*What is asked*
Rewrite the data from the line containing "like [350, 311]." through the last line, substituting "stirrup strap" for "stirrup leather" and leaving all else unchanged.

-- begin --

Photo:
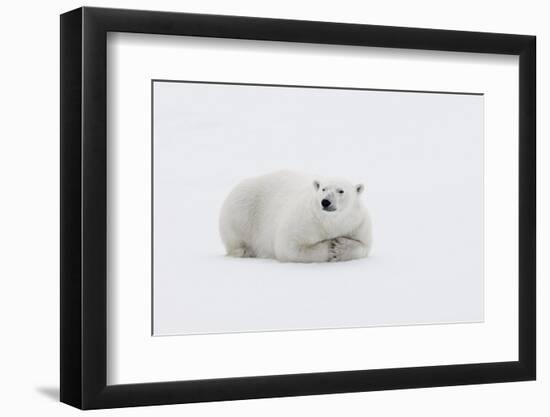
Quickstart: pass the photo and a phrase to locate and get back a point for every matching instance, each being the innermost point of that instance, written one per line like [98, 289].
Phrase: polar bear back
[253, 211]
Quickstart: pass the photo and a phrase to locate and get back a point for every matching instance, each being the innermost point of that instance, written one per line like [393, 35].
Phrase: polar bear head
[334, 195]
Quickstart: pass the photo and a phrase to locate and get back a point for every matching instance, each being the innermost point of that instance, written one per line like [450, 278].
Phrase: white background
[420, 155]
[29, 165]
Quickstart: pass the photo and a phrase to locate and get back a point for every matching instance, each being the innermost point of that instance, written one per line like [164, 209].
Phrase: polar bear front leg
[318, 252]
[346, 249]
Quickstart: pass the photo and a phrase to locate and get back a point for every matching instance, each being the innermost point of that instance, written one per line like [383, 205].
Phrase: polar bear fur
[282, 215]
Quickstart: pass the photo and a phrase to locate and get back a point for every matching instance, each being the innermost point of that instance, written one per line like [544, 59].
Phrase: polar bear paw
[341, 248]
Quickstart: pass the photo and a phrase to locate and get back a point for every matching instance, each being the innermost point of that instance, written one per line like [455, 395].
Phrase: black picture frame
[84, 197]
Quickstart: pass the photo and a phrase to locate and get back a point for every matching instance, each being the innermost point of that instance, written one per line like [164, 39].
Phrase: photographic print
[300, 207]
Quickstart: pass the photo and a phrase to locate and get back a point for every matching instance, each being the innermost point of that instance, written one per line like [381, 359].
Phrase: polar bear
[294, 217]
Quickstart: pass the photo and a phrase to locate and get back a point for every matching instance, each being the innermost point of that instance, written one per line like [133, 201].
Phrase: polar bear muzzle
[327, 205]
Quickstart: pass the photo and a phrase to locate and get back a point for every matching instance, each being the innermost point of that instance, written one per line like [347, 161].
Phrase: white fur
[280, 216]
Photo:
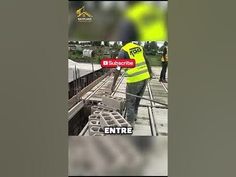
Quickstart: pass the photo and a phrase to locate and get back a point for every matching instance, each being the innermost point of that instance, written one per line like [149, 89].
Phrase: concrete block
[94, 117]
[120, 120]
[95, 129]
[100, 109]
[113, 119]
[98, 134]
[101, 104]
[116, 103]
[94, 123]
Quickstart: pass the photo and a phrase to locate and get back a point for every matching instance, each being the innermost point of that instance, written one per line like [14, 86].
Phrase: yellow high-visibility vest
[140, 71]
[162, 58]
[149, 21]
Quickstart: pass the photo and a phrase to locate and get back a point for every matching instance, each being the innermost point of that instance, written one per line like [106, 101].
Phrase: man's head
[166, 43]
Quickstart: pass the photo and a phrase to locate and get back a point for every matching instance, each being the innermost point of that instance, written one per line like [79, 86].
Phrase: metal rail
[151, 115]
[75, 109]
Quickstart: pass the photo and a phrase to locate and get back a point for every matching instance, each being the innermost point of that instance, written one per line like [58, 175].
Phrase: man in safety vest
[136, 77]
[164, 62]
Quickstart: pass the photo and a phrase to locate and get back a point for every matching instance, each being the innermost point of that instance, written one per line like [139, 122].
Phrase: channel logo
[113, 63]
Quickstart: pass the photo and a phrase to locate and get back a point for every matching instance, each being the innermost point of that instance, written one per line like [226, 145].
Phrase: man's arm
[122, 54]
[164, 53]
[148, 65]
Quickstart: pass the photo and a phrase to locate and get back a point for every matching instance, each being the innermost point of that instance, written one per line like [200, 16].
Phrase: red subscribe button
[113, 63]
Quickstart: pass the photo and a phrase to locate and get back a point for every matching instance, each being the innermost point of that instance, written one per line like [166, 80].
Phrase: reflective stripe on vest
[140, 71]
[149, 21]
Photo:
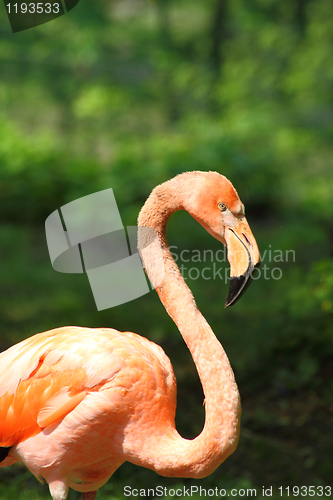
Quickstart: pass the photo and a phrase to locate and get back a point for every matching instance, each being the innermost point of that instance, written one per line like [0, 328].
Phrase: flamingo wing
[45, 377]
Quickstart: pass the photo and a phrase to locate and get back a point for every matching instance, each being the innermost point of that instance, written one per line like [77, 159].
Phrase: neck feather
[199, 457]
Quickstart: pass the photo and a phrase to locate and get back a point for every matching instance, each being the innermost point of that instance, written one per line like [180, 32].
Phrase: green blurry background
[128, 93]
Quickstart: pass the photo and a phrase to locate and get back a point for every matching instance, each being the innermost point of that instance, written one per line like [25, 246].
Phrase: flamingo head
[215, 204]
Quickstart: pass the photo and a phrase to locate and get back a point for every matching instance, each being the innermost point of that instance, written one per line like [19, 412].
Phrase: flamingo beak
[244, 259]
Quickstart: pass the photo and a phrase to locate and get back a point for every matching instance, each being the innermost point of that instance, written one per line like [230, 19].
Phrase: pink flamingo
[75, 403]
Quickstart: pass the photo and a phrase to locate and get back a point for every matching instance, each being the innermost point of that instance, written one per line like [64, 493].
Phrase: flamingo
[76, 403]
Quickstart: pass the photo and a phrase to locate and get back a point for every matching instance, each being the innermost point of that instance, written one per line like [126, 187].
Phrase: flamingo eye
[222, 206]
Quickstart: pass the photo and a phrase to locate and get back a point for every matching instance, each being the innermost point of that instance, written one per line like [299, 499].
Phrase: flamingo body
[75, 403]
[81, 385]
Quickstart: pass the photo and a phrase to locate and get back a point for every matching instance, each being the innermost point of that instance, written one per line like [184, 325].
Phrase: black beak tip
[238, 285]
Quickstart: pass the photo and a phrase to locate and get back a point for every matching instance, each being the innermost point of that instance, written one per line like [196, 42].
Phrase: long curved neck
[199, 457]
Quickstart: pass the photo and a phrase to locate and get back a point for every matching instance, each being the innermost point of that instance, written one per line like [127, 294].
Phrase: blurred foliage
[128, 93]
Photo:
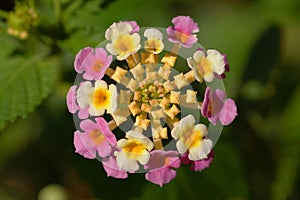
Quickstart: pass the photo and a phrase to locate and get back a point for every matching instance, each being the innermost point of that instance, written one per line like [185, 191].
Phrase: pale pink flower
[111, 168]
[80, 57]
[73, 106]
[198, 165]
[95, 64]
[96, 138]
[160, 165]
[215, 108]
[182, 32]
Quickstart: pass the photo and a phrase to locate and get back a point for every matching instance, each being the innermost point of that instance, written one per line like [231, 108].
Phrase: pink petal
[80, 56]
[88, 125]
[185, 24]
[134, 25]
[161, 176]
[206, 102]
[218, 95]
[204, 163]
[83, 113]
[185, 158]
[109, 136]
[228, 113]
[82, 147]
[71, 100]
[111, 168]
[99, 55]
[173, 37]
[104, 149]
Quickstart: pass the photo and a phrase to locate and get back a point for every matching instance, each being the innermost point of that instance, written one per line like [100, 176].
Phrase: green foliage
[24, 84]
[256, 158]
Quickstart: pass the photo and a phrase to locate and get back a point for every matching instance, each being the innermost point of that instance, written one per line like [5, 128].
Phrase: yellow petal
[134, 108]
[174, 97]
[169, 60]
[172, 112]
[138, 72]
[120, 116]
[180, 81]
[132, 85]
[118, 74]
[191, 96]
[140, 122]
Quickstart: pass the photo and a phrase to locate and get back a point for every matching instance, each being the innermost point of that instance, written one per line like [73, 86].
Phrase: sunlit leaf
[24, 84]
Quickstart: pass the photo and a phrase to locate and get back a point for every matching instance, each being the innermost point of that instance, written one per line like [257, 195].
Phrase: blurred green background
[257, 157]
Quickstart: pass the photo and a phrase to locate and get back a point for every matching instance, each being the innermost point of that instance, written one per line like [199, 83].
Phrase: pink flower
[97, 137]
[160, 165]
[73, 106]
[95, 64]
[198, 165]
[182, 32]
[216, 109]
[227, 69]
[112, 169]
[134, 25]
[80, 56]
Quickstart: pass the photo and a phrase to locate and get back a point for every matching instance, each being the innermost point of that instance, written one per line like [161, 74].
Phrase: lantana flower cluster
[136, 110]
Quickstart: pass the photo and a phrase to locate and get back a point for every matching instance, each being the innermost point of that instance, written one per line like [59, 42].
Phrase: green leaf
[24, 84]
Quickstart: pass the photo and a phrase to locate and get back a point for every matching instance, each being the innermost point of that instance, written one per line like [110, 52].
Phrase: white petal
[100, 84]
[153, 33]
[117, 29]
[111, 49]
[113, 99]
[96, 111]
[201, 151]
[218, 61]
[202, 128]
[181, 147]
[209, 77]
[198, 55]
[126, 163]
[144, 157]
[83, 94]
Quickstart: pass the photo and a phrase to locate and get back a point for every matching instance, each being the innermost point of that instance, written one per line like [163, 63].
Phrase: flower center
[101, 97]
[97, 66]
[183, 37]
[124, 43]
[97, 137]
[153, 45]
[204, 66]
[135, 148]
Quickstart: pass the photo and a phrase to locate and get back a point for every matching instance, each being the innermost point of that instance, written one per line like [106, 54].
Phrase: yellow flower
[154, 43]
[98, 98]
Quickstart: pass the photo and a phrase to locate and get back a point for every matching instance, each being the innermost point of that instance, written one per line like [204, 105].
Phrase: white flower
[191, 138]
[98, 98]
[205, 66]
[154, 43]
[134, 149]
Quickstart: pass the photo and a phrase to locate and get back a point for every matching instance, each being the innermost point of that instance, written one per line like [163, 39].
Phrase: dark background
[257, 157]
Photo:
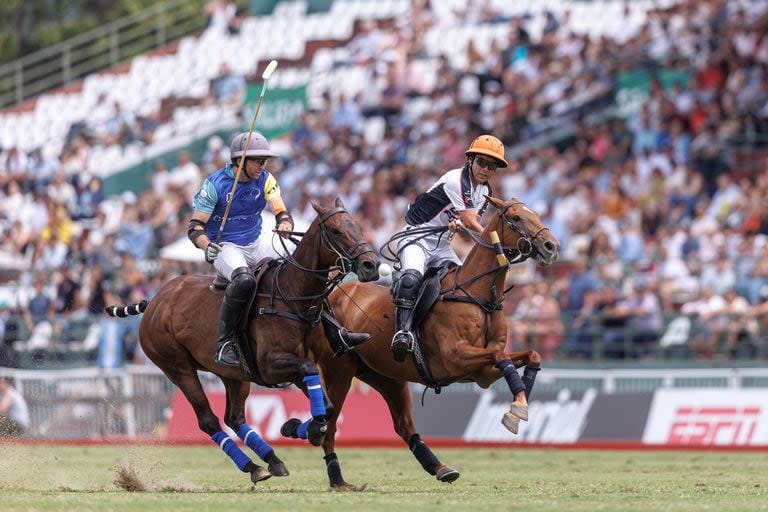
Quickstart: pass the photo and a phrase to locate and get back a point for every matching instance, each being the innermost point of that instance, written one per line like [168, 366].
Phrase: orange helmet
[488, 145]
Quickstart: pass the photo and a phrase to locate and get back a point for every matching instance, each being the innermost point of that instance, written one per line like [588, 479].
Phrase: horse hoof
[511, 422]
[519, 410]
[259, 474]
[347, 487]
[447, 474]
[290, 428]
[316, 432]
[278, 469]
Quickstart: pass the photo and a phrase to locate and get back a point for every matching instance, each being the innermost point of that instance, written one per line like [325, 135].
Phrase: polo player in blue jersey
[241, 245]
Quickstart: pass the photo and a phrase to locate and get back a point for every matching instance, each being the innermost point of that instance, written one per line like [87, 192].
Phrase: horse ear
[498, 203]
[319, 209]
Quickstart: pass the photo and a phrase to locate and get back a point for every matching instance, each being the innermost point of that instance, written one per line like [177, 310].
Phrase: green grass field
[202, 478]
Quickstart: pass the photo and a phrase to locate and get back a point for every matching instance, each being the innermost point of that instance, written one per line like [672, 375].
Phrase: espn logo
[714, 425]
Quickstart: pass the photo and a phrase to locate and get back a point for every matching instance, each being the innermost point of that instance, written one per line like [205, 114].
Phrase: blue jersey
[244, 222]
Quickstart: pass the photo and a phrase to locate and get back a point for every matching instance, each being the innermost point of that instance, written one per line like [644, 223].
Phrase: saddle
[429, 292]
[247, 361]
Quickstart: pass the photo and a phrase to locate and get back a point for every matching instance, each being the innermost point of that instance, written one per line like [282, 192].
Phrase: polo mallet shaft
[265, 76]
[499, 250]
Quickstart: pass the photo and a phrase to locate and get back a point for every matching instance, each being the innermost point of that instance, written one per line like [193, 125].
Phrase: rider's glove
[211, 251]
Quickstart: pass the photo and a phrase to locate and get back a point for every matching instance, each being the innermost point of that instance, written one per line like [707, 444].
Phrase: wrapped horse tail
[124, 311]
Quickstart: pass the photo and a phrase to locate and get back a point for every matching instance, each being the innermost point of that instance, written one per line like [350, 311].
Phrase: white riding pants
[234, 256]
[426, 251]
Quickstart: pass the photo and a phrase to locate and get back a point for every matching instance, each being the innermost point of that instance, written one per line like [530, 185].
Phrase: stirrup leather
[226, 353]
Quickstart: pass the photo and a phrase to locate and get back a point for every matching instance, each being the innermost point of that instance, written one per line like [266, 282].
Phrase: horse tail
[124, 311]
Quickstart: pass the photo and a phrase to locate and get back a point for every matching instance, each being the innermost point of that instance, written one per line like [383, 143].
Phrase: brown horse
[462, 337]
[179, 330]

-- end --

*Output*
Quickstart: pass the photo and a phrase to locate and get back a point for every matching instance, each being the innermost point of that instance, written one per line like [350, 311].
Phrase: white riding pants
[234, 256]
[426, 251]
Quickstart: pass the photo and a phrase to locate and get back a point for every matching instance, each being the innermost point of that instance, written one per line like [530, 185].
Phrase: stirrup strap
[226, 353]
Quickstart: pass the photo and a phrase to locate and get back a point for every matching instance, each being the innermost point of that instance, written one per line like [266, 282].
Phrase: horse tail
[124, 311]
Quickstart: pass the photo and a phrase to locate and get back a point for every matching instance, each being the innermost point of that instance, written one per line like [383, 143].
Phrase: brown horse
[462, 337]
[179, 330]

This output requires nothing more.